Provided text
§
Thank you very much for your help, by the way. I do appreciate it.

I was thinking about this again.

The easiest way to lump these models together is going to just be a hierarchical model. That gets rid of the ordering, but it’ll probably make everything easier to understand.

Like:

\mu_0 \sim N(...) <- Shared intercept
\mu_n \sim N(0, \tau) <- Per-timestep difference from intercept
\tau \sim N(0, 0.1) <- Hierarchical prior, constraint \tau > 0 and pick a suitable standard deviation
y_n \sim N(\mu_n, \sigma)

This will be easier to code up without bugs and understand, though you lose the time series component (you’re just lumping everything together).

I’m not sure I followed this last bit, though thank you again for helping me out. Maybe this is just a typo on your part of maybe I’m misreading it somehow, but haven’t you made the response centered around 0? Even if you replaced y_n ~ N(/mu_0 + /mu_n, /sigma), it’d still be the global plus that one timepoints change from the previous timepoint, wouldn’t it? It’d have to sum all the previous changes, and I’d think that gets to be a very expensive set of coefficients to estimate over time.

Perhaps a related question, does STAN run in O(parameters*observations) or is it something higher?

Whoops, you’re right.

y_n \sim N(\mu_0 + \mu_n, \sigma) is what I meant

Yeah, it’d be expensive.

It’d be a global value plus a per-timepoint offset.

The computational complexity will be controlled by the complexity of evaluating the target log density of your model and the number of samples you want to generate. The automatic differentiation adds time, but I don’t think it changes the complexity.

That said, more complicated models usually need more MCMC samples, and each of those samples may be more costly to get (each sample requires integration of an underlying Hamiltonian system – by default it may integrate up to 1024 timesteps).

It’s hard to get a good sense of how the inference would scale between types of models. It comes down to “do I have enough samples?” which is just a complicated question.
§
Given data
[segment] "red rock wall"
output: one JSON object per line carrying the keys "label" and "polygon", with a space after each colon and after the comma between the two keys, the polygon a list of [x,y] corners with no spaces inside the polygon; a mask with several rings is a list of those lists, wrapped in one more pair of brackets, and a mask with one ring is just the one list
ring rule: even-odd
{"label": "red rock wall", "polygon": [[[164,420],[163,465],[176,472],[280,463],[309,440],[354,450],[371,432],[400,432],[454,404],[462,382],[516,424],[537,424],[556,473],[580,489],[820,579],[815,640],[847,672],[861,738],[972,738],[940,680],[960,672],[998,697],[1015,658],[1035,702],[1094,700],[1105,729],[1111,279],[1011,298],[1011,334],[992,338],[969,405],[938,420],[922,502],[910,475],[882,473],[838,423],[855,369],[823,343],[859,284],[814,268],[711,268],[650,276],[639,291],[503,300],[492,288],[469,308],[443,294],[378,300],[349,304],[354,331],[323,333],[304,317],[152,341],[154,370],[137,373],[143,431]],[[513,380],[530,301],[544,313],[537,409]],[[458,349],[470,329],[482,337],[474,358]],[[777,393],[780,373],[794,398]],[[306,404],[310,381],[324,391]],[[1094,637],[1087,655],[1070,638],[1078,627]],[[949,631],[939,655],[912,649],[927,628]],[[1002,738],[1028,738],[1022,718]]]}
§
In the discussion of hierarchical models in the provided text, what is given as the default maximum number of timesteps that may be integrated for each MCMC sample?

Correct response
Up to 1024 timesteps.